Object position labeling entries:
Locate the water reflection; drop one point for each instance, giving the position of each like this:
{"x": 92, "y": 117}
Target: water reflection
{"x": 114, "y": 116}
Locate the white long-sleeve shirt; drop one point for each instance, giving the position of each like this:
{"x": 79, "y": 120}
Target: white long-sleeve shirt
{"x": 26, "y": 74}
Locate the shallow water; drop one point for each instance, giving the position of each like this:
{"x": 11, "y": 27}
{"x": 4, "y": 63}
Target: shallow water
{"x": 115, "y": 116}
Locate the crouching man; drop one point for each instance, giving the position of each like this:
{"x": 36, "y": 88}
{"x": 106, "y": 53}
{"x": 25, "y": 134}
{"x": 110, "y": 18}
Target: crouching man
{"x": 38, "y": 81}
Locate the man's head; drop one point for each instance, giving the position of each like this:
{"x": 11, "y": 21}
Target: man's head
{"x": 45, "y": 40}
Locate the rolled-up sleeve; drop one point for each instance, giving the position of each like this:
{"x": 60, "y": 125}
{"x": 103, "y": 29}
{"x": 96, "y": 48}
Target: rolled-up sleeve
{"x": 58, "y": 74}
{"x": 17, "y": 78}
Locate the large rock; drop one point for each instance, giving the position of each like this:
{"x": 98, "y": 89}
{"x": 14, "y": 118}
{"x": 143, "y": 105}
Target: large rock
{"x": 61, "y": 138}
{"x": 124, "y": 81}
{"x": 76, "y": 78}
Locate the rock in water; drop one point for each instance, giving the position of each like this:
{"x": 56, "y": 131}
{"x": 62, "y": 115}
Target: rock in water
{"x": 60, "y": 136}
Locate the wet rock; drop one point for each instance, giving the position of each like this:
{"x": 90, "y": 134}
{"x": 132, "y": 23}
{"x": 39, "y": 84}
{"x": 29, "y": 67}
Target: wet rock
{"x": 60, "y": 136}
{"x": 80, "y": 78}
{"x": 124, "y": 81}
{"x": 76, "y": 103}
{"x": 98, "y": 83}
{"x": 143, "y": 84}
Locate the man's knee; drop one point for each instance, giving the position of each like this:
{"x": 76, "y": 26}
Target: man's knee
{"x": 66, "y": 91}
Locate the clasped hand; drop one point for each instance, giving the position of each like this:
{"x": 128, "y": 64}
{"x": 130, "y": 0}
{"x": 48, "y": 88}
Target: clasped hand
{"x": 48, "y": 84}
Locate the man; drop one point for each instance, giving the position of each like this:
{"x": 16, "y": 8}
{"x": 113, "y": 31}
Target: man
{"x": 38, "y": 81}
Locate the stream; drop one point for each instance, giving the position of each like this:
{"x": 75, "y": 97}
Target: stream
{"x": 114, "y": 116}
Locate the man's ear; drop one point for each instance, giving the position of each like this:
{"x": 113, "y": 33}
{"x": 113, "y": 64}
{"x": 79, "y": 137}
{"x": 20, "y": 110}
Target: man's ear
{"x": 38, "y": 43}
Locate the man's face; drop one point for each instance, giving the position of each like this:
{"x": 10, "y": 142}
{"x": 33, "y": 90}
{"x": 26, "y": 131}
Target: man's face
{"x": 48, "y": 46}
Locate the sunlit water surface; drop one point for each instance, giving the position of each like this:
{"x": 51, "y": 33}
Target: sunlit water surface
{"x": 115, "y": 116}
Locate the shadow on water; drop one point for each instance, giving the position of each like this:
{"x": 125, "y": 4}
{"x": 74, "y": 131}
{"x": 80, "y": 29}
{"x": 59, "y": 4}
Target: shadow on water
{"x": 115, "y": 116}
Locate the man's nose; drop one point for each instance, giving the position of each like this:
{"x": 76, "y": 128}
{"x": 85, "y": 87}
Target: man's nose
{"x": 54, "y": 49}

**Request**: Rename "drop one point" to "place a single marker" throughout the records above, leaving everything else unchanged.

**The solution**:
Locate the water reflection; place a single marker for each instance, giving the position of each like this:
{"x": 92, "y": 117}
Target: water reflection
{"x": 114, "y": 116}
Locate the white long-sleeve shirt; place a single marker for each instance, giving the position of each like this:
{"x": 79, "y": 120}
Target: white long-sleeve shirt
{"x": 26, "y": 74}
Locate the shallow water; place a single marker for each instance, giving the position of each like this:
{"x": 11, "y": 27}
{"x": 4, "y": 63}
Target: shallow water
{"x": 115, "y": 116}
Locate the crouching man; place a single marker for each instance, giving the position of each like this:
{"x": 36, "y": 88}
{"x": 106, "y": 53}
{"x": 25, "y": 134}
{"x": 110, "y": 18}
Target: crouching man
{"x": 38, "y": 81}
Locate the man's head; place a single marker for each instance, giving the position of each like this:
{"x": 11, "y": 21}
Target: man's head
{"x": 45, "y": 40}
Locate the rolled-up sleeve; place a single marker for each instance, giving the position of each like this:
{"x": 60, "y": 125}
{"x": 103, "y": 29}
{"x": 96, "y": 48}
Target: rolled-up sleeve
{"x": 58, "y": 74}
{"x": 17, "y": 78}
Locate the large rock; place a single marker for each instance, giving the position of each like this:
{"x": 98, "y": 89}
{"x": 14, "y": 118}
{"x": 143, "y": 105}
Target: large rock
{"x": 61, "y": 138}
{"x": 124, "y": 81}
{"x": 76, "y": 78}
Locate the rock in water; place a single marker for each instance, giving the position of each like this:
{"x": 56, "y": 131}
{"x": 62, "y": 115}
Target: rock in water
{"x": 60, "y": 136}
Locate the wet rock; place a single marker for each instance, giving the position of each like this:
{"x": 90, "y": 134}
{"x": 132, "y": 23}
{"x": 39, "y": 84}
{"x": 29, "y": 67}
Target: wet rock
{"x": 60, "y": 136}
{"x": 80, "y": 78}
{"x": 124, "y": 81}
{"x": 76, "y": 103}
{"x": 98, "y": 83}
{"x": 143, "y": 84}
Locate the man's knee; place a single marker for each instance, giving the position of each like this:
{"x": 76, "y": 26}
Target: man's knee
{"x": 66, "y": 91}
Locate the clasped hand; place a single marker for each instance, giving the position of each like this:
{"x": 128, "y": 64}
{"x": 130, "y": 0}
{"x": 48, "y": 88}
Target: clasped hand
{"x": 48, "y": 84}
Locate the man; place a single marker for each instance, giving the position of each like this:
{"x": 16, "y": 8}
{"x": 113, "y": 31}
Target: man
{"x": 38, "y": 81}
Locate the stream; place a single marker for each instance, giving the position of each like this:
{"x": 75, "y": 97}
Target: stream
{"x": 114, "y": 116}
Locate the man's ear; place a single marker for each instance, giving the position of each like this:
{"x": 113, "y": 33}
{"x": 113, "y": 64}
{"x": 79, "y": 137}
{"x": 20, "y": 110}
Target: man's ear
{"x": 38, "y": 43}
Locate the man's face; place a single marker for each instance, giving the position of each like this:
{"x": 10, "y": 142}
{"x": 33, "y": 90}
{"x": 26, "y": 131}
Target: man's face
{"x": 48, "y": 46}
Locate the sunlit water surface; place a single marker for each instance, giving the position of each like this:
{"x": 51, "y": 33}
Target: sunlit water surface
{"x": 115, "y": 116}
Locate the shadow on water; place a single marker for each instance, giving the position of each like this:
{"x": 125, "y": 4}
{"x": 74, "y": 131}
{"x": 80, "y": 29}
{"x": 59, "y": 4}
Target: shadow on water
{"x": 115, "y": 116}
Locate the man's nose; place a single marker for each instance, giving the position of each like this:
{"x": 76, "y": 128}
{"x": 85, "y": 87}
Target: man's nose
{"x": 54, "y": 49}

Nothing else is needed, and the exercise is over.